--- START THE DATA ---

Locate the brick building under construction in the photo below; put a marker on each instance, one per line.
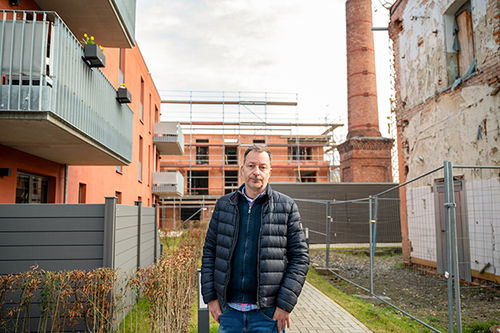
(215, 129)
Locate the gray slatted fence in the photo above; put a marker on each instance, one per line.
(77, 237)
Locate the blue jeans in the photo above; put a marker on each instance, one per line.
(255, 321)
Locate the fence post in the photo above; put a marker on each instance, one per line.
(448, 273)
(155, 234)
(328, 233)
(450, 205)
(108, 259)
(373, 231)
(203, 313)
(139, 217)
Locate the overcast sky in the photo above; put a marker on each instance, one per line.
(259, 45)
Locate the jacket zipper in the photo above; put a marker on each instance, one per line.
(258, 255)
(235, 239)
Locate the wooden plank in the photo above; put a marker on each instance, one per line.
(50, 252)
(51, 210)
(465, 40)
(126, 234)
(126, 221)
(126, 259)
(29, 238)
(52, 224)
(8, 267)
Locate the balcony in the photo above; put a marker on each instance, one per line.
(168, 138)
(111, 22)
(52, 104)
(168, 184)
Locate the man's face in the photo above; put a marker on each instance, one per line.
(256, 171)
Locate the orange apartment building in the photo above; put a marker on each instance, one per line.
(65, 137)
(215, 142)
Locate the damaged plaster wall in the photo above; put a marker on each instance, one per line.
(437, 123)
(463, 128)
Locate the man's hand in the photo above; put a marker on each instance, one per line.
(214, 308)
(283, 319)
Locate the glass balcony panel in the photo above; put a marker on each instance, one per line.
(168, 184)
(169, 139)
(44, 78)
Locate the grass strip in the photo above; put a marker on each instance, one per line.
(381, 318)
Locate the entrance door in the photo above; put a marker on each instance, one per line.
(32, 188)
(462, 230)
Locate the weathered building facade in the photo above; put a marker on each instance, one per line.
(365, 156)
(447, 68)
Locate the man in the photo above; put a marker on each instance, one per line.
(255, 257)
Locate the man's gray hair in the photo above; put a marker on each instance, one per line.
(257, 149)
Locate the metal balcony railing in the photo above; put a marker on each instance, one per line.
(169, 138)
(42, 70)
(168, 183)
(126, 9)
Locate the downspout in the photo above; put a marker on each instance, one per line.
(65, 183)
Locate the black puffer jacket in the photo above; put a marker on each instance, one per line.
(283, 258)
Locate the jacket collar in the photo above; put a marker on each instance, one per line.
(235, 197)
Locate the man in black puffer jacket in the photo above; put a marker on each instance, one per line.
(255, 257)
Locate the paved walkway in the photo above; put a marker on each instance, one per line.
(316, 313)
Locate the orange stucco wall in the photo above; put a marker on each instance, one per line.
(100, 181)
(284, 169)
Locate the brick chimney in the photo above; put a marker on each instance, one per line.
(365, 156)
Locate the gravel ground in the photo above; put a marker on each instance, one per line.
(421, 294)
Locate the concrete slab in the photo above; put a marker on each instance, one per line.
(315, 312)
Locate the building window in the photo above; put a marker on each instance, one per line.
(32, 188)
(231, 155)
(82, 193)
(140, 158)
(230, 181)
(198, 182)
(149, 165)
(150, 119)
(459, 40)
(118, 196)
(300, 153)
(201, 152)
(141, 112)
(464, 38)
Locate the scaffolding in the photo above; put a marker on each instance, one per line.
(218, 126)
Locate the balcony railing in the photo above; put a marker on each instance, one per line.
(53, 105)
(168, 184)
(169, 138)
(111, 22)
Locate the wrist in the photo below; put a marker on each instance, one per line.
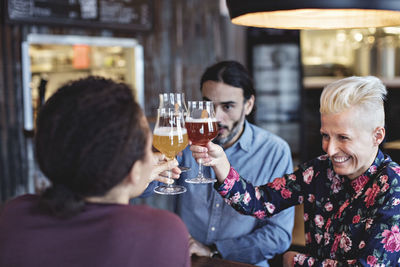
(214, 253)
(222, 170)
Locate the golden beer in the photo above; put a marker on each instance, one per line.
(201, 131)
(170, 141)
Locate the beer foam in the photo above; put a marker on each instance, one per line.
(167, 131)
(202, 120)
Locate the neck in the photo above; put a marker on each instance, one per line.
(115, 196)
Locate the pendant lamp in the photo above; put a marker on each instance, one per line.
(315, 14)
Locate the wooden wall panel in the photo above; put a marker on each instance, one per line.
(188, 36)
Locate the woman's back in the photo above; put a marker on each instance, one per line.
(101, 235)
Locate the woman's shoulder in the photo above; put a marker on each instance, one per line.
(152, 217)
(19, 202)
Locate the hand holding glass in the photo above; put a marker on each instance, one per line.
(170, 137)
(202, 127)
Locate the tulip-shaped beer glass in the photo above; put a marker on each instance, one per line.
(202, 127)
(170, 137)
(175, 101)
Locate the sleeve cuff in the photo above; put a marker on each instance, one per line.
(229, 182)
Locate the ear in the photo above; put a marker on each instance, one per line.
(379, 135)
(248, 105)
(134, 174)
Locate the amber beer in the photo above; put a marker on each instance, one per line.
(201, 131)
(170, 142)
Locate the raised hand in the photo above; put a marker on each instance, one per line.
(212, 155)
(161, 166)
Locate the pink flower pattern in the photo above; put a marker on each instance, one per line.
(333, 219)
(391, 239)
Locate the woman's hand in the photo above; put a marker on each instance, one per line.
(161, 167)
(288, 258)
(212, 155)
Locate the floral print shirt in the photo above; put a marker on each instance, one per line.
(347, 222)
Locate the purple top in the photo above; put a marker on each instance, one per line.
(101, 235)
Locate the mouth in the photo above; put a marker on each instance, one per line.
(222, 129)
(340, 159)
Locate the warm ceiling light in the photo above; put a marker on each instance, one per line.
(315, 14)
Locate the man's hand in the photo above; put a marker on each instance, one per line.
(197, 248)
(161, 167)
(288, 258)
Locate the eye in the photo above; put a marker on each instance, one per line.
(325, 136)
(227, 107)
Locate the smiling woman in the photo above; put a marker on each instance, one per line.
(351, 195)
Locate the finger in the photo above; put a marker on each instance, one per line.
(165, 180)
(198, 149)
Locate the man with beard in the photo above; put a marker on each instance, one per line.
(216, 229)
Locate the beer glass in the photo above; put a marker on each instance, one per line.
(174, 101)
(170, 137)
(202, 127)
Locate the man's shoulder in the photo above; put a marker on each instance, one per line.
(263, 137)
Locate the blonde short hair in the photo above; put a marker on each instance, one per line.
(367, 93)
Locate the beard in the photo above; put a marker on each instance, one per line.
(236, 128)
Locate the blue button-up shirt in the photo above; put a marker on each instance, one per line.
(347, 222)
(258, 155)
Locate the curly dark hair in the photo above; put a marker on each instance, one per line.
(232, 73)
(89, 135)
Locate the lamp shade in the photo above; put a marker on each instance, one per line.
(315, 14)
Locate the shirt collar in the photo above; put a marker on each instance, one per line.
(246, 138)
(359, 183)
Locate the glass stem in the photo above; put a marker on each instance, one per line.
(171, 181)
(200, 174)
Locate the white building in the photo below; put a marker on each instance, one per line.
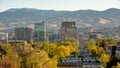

--- END THE DATA ---

Without the pictures, repeat the listing above exactly.

Locate the brick building under construction in the photo below; put a marker on each instance, one per line.
(215, 129)
Locate the gray slatted fence in the photo above; put a marker on each instance, one per line.
(77, 237)
Locate the blue jeans in the photo above; put a marker on each instance, one per line.
(255, 321)
Locate the fence post in the photo above; put a marker on each instance, one per line.
(448, 273)
(155, 234)
(328, 233)
(450, 205)
(108, 259)
(373, 231)
(203, 313)
(139, 217)
Locate the overcast sky in the photo above; put a marker on each instance, one per line.
(259, 45)
Locate the jacket zipper in the photo above; put a marker on each instance, one per line.
(258, 255)
(235, 239)
Locate the wooden plank in the photo above; put a marker on each instance, one per line.
(50, 252)
(51, 210)
(465, 40)
(126, 234)
(126, 221)
(126, 259)
(29, 238)
(52, 224)
(8, 267)
Locate the balcony in the photo above; put a marker on each instance, one per line.
(168, 138)
(111, 22)
(52, 104)
(168, 184)
Locate the man's face in the photo above; put a marker on each instance, one per line.
(256, 171)
Locate the orange apartment building in the photo above; put a marker on each instance, one per line.
(65, 137)
(215, 142)
Locate the damaged plaster wall in the photo above; put a marker on each instance, one per line.
(437, 123)
(463, 128)
Locate the man's hand in the photo above; put a marker on each instance, one per line.
(214, 308)
(283, 319)
Locate the glass balcony panel in the photo above; put a marker on each instance, one per line.
(168, 184)
(169, 139)
(44, 78)
Locate the grass strip in the photo above; put a marker on each instance, one per line.
(381, 318)
Locate the entrance door in the photo above; put a marker on each instance, one per line.
(32, 188)
(462, 230)
Locate the weathered building facade in the photo above; put a marker on each instance, one per line.
(365, 156)
(447, 68)
Locate the man in the photo above; put a marker on each instance, one per line.
(255, 257)
Locate the man's gray hair in the photo above; put a marker on each instance, one per line.
(257, 149)
Locate the metal balcony railing in the photo above; put a marker on each instance, one per line.
(169, 138)
(42, 70)
(168, 183)
(126, 9)
Locate the downspout in the photo above; put a marker on each instance, one per line.
(65, 183)
Locate the black puffer jacket in the photo above; put a marker on each instance, one per line.
(283, 258)
Locate the jacket collar in the photo above; put a marker on each instance, one per line.
(235, 197)
Locate the man in black puffer jacket in the photo above; put a marker on each instance, one per line.
(255, 257)
Locate the paved walkway in the photo above; put a marker on each instance, one per line.
(316, 313)
Locate the orange stucco wall in the photo above; put a marker on each instance, one per line.
(100, 181)
(284, 169)
Locate the brick chimney in the photo above; put a marker on each instance, one per line.
(365, 156)
Locate the gravel ground in the photo above; put a marker on each instance, one per line.
(421, 294)
Locate the concrete slab in the photo above; put a marker on each instance, one per line.
(315, 312)
Locate the building window in the photo above; put a marker on each instance, one per line.
(32, 188)
(231, 155)
(82, 193)
(140, 158)
(230, 181)
(198, 182)
(149, 165)
(150, 119)
(459, 40)
(118, 196)
(300, 153)
(201, 152)
(141, 112)
(464, 38)
Locate the scaffolding in the photo above; put a marker on each instance, one per line.
(218, 126)
Locate the balcony railing in the photo above; put a marker on each instance, one per line.
(53, 105)
(168, 184)
(169, 138)
(111, 22)
Locate the wrist in the photo below; put a marker on each instance, one per line.
(214, 253)
(222, 170)
Locate the golden beer in the photo above; put a marker on each instance, one per line.
(201, 131)
(170, 141)
Locate the beer foam in the photo above; put a marker on each instance, one per line.
(167, 131)
(202, 120)
Locate the neck in the photo above; put a marker on each instance, one per line.
(115, 196)
Locate the pendant lamp in the photo above; put a marker on each instance, one per line.
(315, 14)
Locate the wooden wall panel in the photo above; put a marker on each instance, one per line.
(188, 36)
Locate the woman's back in the photo above; put a marker on each instance, one per line.
(101, 235)
Locate the woman's shoulder in the photo above; put a marker on each instance, one per line.
(152, 217)
(19, 202)
Locate the hand holding glass in the photo above; put a marker on each instance, one per line.
(170, 137)
(202, 127)
Locate the tulip-shaped beer glass in the photo above; put a marker on each instance, one per line.
(202, 127)
(170, 137)
(175, 101)
Locate the sleeve cuff in the photo above; put a marker on each instance, one per line.
(229, 182)
Locate the ear in the photo above; put a marker on each instance, one per line.
(379, 135)
(248, 105)
(134, 174)
Locate the amber beer in the photo above; put a marker on each instance, one per line.
(201, 131)
(170, 142)
Locate the raised hand in the photo above; put a marker on each instance, one per line.
(212, 155)
(161, 166)
Locate the pink flower pattern in the photo above; put a marker on each instance, one per line.
(333, 219)
(391, 239)
Locate the woman's hand in the photo above; put a marker on each instance, one per line.
(161, 167)
(288, 258)
(212, 155)
Locate the floral print shirt in the photo above; put a marker on each instance, one per line.
(347, 222)
Locate the purple top in the photo above; put a marker on each instance, one per line.
(101, 235)
Locate the mouth in the photo above; put a marker on each instance, one per line.
(222, 129)
(340, 159)
Locate the warm ceiling light in the photo above; put a marker on each instance, one per line.
(315, 14)
Locate the man's hand in the photo above; put a marker on each instance, one per line.
(197, 248)
(161, 167)
(288, 258)
Locate the eye in the photo above; put a marker on each instance, one per line.
(325, 136)
(227, 107)
Locate the smiling woman in the photo above; put a marker on each instance, one per line.
(351, 195)
Locate the finger in the photo above; put a marker on each instance, one per line.
(165, 180)
(198, 149)
Locate the man with beard in the photo above; put a marker on each instance, one per line.
(216, 229)
Locate the beer glass in the photo above; put a marker on each instance, one per line.
(174, 101)
(170, 137)
(202, 127)
Locate the man's shoulder in the photo above; put a marker on each instance, one per line.
(263, 137)
Locate the blonde short hair in the photo above; put a marker on each instance, one per line.
(367, 93)
Locate the beard in the photo above; put a marker on each instance, one per line.
(236, 128)
Locate the blue button-up shirt in the photo above; put a marker on each instance, one per line.
(347, 222)
(258, 155)
Locate the curly dark hair in the photo above; put a marker on each instance, one per line.
(232, 73)
(89, 135)
Locate the lamp shade in the photo above; put a marker on each instance, one per line.
(315, 14)
Locate the shirt collar in the photo above; put a marker on each instance, one per line.
(246, 138)
(359, 183)
Locate the glass stem in the photo above; put a marker on each instance, one per line.
(171, 181)
(200, 174)
Locate the white building in the photo below; put a marker on each instance, one per line.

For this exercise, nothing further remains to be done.